Passage shown:
╔══

# Who Breaks Chains???



## mgreene888 (Oct 21, 2013)

I have broken 4 chains in ~2 years, on 2 different bikes. The first time - I was about 240lbs - I shifted going up a short steep hill on grass. And whammo - my first field chain repair ever.

The other 3 times I was on pavement, going uphill, but just riding along - no shifting involved. Not trying to grind a big gear or anything like that.

I am down to about 210lbs now - and just broke another one this past Saturday. I was on the small chain ring about half way up the cassette. Just cleaned and lubed this drivetrain about 3 weeks ago.

What gives? Is this happening to everybody? (I dont do more than 50mi a week)

All chains were SRAM or KMC.

Mike


----------



## noapathy (Jun 24, 2008)

Chains don't generally break just pedaling along. Last chain I broke was in the 90s and it was because I tried to re-use a chain pin instead of a connector pin. Of course I also use a chain checker and lube and keep the bike well maintained/adjusted, so there's that.


----------



## Maday (Aug 21, 2008)

I'm running a 2x9 set up and weigh around 220lb...
I broke 3 SRAM chains on the first three rides ('cause that is what came on the bike). I switched to Shimano, and haven't broken very many since. 

Shifting while under power is a sure way to snap a chain. Also, Smaller chainrings put more tension on the chain.


----------



## mgreene888 (Oct 21, 2013)

noapathy said:


> Chains don't generally break just pedaling along. Last chain I broke was in the 90s and it was because I tried to re-use a chain pin instead of a connector pin. Of course I also use a chain checker and lube and keep the bike well maintained/adjusted, so there's that.


Thanks Captain O :thumbsup:

Just kidding - I did say I had cleaned and lubed - which is why I am mystified.


----------



## mgreene888 (Oct 21, 2013)

Thanks Maday - at least I'm not the only one. 

I'll burn this last new SRAM chain and then look at Shimano - I never considered that actually. I had the impression that KMC was better.

Mike


----------



## noapathy (Jun 24, 2008)

mgreene888 said:


> Thanks Captain O :thumbsup:
> 
> Just kidding - I did say I had cleaned and lubed - which is why I am mystified.


Shifting under load seems the "obvious" culprit. Just because the chain didn't break _during _the shift doesn't mean it wasn't weakened.

That, or the other things I already mentioned.

╚══

Supplied data:
╔══

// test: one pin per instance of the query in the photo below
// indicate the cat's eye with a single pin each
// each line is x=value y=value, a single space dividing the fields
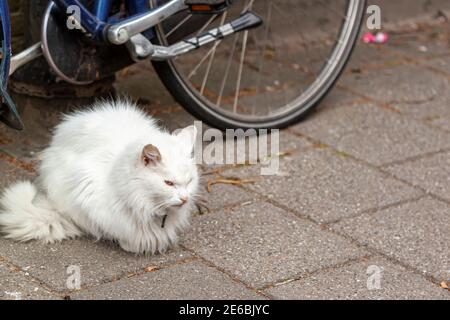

╚══

The tasks:
- 1) Set down the part of the bike-chain thread above starting at "The other 3" and ending at "3 weeks ago.".
- 2) Resume the forum thread about snapped bike chains after its last post, adding what comes next.

Results of the exercise:
- 1)
The other 3 times I was on pavement, going uphill, but just riding along - no shifting involved. Not trying to grind a big gear or anything like that.

I am down to about 210lbs now - and just broke another one this past Saturday. I was on the small chain ring about half way up the cassette. Just cleaned and lubed this drivetrain about 3 weeks ago.

- 2)
Chain wear? Do you use a chain checker to see when it may be worn and time to replace?
Poor/incorrect assembly (less likely these days with links instead of pins, but still possible).

I've used SRAM, Shimano and KMC chains depending on what's on sale when they need replaced.

If your chains are wearing out too fast, the cassette/chainrings may need replaced. Kind of likely if you like shifting under load.


----------



## jonshonda (Apr 21, 2011)

There was a racer (who was a series racer mind you) that had THE WORST shifting habits out of anyone I had ever ridden with. I honestly don't know how he made it through the race w/o breaking something, cuz he was a big fella. 

Back on topic, lots of factors come into play. Poor shifting could have weakened the chain, or worn chainrings/cogs, bent DH, poor RD adjustment? Hard to tell.


----------



## AngryElf (Feb 12, 2014)

I've broken two shimano chains, one while climbing the steep section of pavement to the top at China Camp and the other climbing a steep levee near my house. I haven't broken the steel KMC I'm riding now. I like master links better than the snap pin method of joining a chain as well.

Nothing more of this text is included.